6 lipca 2010 15:00

Muzyka ponad podziałami politycznymi - ostatni dzień Open'era 2010

Wszystko co dobre musi się kiedyś skończyć. 4 dni święta muzyki pod rozgrzanym niebem upłynęło zdecydowanie za szybko
[img:1]
Noc z soboty na niedzielę spędziłam w Gdańsku.. aby wypełnić swój obywatelski obowiązek. I o ile mi wiadomo, reszta festiwalowiczów, którzy mieli dalej niż ja do domu - bez problemu mogli również to uczynić. Przejazd przez Trójmiasto wprost do miasteczka festiwalowego trwał ok. 2 godzin. - w największym upale. Wielu z nas siedziało na podłodze skm-ki, wielu te 30 min poświęciło na drzemkę. To już czwarty dzień - ostatni.

--------

Zadanie do wykonania:
Zredaguj odcinek tekstu o Open'erze 2010 od "Muzyka ponad podziałami" do "dzień - ostatni." włącznie, zamieniając "drzemkę" na "krótki sen". Wiersze nie mają żadnego związku z tekstem o Open'erze 2010.

Pozycje wymienione w zbiorze danych:
--------

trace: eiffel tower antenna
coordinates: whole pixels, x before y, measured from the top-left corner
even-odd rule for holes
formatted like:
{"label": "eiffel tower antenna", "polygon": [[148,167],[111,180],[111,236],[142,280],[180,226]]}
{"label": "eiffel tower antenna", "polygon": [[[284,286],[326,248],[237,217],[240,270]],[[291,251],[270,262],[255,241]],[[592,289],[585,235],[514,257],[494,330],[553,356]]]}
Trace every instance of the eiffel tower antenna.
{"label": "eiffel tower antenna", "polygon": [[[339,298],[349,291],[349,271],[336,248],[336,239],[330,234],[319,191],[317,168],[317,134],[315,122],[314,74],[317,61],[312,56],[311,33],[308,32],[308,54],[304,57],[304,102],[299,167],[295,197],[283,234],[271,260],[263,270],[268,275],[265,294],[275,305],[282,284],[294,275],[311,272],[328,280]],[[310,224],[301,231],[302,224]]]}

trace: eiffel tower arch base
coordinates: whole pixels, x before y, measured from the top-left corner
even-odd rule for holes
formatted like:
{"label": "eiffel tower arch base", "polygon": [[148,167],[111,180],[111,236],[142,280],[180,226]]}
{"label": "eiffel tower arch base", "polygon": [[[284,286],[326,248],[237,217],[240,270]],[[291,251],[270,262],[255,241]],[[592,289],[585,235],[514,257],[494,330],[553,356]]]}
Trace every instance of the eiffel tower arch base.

--------

Wynik zadania:
Muzyka ponad podziałami politycznymi - ostatni dzień Open'era 2010

Wszystko co dobre musi się kiedyś skończyć. 4 dni święta muzyki pod rozgrzanym niebem upłynęło zdecydowanie za szybko
[img:1]
Noc z soboty na niedzielę spędziłam w Gdańsku.. aby wypełnić swój obywatelski obowiązek. I o ile mi wiadomo, reszta festiwalowiczów, którzy mieli dalej niż ja do domu - bez problemu mogli również to uczynić. Przejazd przez Trójmiasto wprost do miasteczka festiwalowego trwał ok. 2 godzin. - w największym upale. Wielu z nas siedziało na podłodze skm-ki, wielu te 30 min poświęciło na krótki sen. To już czwarty dzień - ostatni.